**PROBLEM TO SOLVE:** Tally the lines of these entries that include "this"; respond with only that tally.

Spatial localization data:
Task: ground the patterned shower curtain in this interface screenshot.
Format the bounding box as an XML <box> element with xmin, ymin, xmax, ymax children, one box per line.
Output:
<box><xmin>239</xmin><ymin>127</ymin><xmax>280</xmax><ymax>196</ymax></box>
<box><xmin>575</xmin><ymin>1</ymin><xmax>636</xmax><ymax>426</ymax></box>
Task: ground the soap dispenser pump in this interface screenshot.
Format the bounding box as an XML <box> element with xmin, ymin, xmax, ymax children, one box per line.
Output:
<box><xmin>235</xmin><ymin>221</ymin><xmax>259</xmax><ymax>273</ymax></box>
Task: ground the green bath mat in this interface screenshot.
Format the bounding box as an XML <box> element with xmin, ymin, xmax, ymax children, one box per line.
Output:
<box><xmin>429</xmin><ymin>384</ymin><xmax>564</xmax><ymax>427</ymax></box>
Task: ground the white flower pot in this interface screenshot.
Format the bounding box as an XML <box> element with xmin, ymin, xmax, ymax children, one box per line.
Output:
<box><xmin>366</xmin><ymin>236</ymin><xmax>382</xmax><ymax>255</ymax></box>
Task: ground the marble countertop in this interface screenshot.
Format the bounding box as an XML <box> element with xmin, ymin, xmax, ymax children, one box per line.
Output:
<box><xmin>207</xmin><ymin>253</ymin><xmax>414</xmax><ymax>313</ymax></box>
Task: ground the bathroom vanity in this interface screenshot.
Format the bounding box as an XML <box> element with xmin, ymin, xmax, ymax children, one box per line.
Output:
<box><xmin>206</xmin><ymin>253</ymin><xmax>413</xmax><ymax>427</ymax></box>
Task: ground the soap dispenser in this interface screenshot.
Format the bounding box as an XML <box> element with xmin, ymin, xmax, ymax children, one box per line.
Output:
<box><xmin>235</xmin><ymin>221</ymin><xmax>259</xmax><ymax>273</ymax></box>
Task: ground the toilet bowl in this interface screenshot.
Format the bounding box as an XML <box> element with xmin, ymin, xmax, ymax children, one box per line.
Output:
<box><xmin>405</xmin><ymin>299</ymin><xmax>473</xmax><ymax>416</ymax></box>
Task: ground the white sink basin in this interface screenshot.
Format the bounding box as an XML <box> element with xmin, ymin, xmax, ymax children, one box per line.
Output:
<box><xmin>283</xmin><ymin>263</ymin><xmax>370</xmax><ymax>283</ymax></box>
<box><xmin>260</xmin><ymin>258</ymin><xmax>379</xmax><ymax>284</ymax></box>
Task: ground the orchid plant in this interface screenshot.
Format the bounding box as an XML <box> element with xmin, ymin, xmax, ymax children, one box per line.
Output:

**ANSWER AREA:** 10